- [Problem description]
With no images included, output each entry below exactly as it appears.

- [Available data]
--- START ---

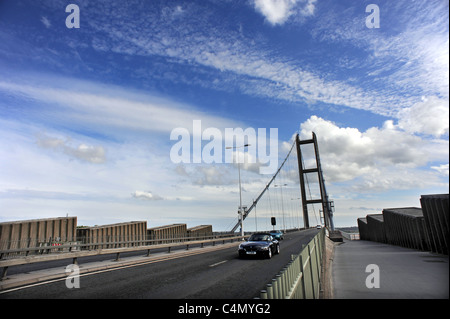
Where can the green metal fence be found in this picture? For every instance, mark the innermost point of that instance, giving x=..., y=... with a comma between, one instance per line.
x=300, y=278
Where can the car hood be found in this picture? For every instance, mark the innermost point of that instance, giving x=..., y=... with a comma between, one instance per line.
x=255, y=243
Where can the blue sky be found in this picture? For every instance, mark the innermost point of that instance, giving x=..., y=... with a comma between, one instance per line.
x=86, y=113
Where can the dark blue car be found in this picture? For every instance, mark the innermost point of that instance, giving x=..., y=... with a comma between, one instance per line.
x=277, y=234
x=259, y=244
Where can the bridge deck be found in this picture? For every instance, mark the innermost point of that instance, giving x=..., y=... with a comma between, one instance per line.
x=403, y=273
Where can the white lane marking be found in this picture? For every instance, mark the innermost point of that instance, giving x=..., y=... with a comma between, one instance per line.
x=157, y=260
x=219, y=263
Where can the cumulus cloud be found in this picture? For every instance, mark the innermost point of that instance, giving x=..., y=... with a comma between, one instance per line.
x=430, y=116
x=146, y=195
x=278, y=11
x=84, y=152
x=377, y=159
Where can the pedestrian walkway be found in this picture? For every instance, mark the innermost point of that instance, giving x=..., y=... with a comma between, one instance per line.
x=392, y=272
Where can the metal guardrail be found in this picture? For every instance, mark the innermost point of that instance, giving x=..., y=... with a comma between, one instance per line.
x=300, y=278
x=20, y=248
x=350, y=236
x=74, y=254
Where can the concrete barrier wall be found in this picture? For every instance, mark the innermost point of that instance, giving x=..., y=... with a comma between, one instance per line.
x=425, y=228
x=37, y=232
x=375, y=228
x=114, y=235
x=200, y=231
x=405, y=227
x=436, y=216
x=363, y=229
x=167, y=233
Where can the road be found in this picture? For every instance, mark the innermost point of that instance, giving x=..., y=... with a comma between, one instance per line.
x=214, y=275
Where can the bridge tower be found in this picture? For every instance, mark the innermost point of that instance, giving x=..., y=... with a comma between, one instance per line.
x=327, y=205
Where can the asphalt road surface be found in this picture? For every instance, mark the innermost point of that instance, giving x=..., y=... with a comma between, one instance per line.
x=214, y=275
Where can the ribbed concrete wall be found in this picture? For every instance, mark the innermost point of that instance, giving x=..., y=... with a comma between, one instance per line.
x=405, y=227
x=33, y=233
x=375, y=228
x=436, y=215
x=200, y=231
x=113, y=235
x=169, y=232
x=363, y=229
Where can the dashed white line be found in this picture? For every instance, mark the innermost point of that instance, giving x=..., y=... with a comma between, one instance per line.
x=219, y=263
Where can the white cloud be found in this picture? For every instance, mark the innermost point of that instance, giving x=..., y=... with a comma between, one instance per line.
x=102, y=107
x=146, y=195
x=443, y=169
x=378, y=159
x=430, y=116
x=89, y=153
x=279, y=11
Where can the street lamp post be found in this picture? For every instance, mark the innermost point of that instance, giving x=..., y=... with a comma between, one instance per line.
x=241, y=213
x=282, y=206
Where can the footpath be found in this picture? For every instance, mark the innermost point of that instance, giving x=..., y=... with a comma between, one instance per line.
x=369, y=270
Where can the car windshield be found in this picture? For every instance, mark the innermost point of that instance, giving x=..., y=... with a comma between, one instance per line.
x=259, y=237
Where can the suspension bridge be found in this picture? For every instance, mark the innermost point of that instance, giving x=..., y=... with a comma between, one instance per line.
x=279, y=200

--- END ---

- [Solution for this exercise]
Where can the green metal fence be found in this picture? For every instance, mark the innermost point of that instance, giving x=..., y=... with a comma between, one instance per line.
x=300, y=278
Where can the car hood be found in this picture? For every instance, mark the innermost point of that instance, giving x=..., y=... with a comma between, one instance per line.
x=255, y=243
Where can the blue sky be found in this picture? For every instance, mark the innermost point of that instance, giving x=..., y=... with a comma between, one instance per line.
x=86, y=113
Where can the dark blue car be found in this picture? For every instance, mark the innermost point of that instance, giving x=..., y=... with a comma between, one instance per line.
x=277, y=234
x=259, y=244
Where can the bridge deck be found in this picture? For every instance, mark the innermost point of that instance, giving x=..., y=... with a comma between, one instance per line.
x=403, y=273
Where can the white lane marking be found in this picture? For every instance, mark the innermost point of that instance, giving x=..., y=... with a comma between, one instance per line.
x=157, y=260
x=219, y=263
Where can the cumulus cloud be found in this picture? For every instance, mark the innermost point of that instance, giving x=..., y=... with a comma between, one instance per line.
x=430, y=116
x=146, y=195
x=278, y=11
x=84, y=152
x=377, y=159
Where can the pedestrian walkway be found in this picture? For every instance, mark the innermost point of that instance, giving x=..., y=... with a comma between, one instance per line.
x=392, y=272
Where can the metal guardrail be found in this picture? For every instance, mark the innermost point of that instance, giving x=..., y=... with a comma between, one instance per line.
x=300, y=278
x=20, y=248
x=350, y=236
x=74, y=254
Where can the concrete barrier wall be found in this picture? For every instance, mark the innermost point of that instance, giving x=..., y=... with a comma between, one instance per line.
x=425, y=228
x=37, y=232
x=375, y=228
x=114, y=235
x=200, y=231
x=405, y=227
x=436, y=216
x=363, y=229
x=167, y=233
Where can the road be found in this picture? For every instance, mark the innermost point of that instance, giving x=..., y=... with a comma between, one instance per line.
x=214, y=275
Where can the bridge tower be found in this picture? For every instance, mark the innermost point of that instance, giving x=..., y=... with a comma between, one instance per line.
x=327, y=205
Where can the asphalt road surface be found in this picture? For every instance, mark the innermost point of that instance, giving x=..., y=... with a comma between, one instance per line.
x=214, y=275
Where can the ribbed concrete wall be found in this picture? For every instance, mark the innermost point of that instance, giving x=..., y=... with a comma between, one instance per line.
x=405, y=227
x=33, y=233
x=375, y=228
x=436, y=215
x=200, y=231
x=113, y=235
x=169, y=232
x=363, y=229
Where can the dashed white line be found in this picture? For every instance, mark the innermost point of that instance, giving x=..., y=... with a comma between, one instance per line.
x=219, y=263
Where can the white cloud be found in this picture? For every instance, mark the innermost point of that instance, giving x=..., y=... with a comma between, one instance per line.
x=102, y=107
x=146, y=195
x=443, y=169
x=378, y=159
x=430, y=116
x=89, y=153
x=279, y=11
Where can the street lamp post be found in this picture? For every instance, mark the innermost point of that instance, giving x=..., y=... with a comma between, one instance per line.
x=241, y=213
x=282, y=206
Where can the footpath be found in this picture? For every instance, mark the innermost point of that instance, giving x=..., y=... with a comma between, one instance per line.
x=369, y=270
Where can the car windshield be found in this picture? For every instance, mark the innermost point of that instance, giving x=..., y=... with a comma between, one instance per line.
x=259, y=237
Where can the suspension bridge be found in this picture? For every instance, mark the innermost point of that instance, giving x=..., y=... with a comma between, one instance per line.
x=279, y=200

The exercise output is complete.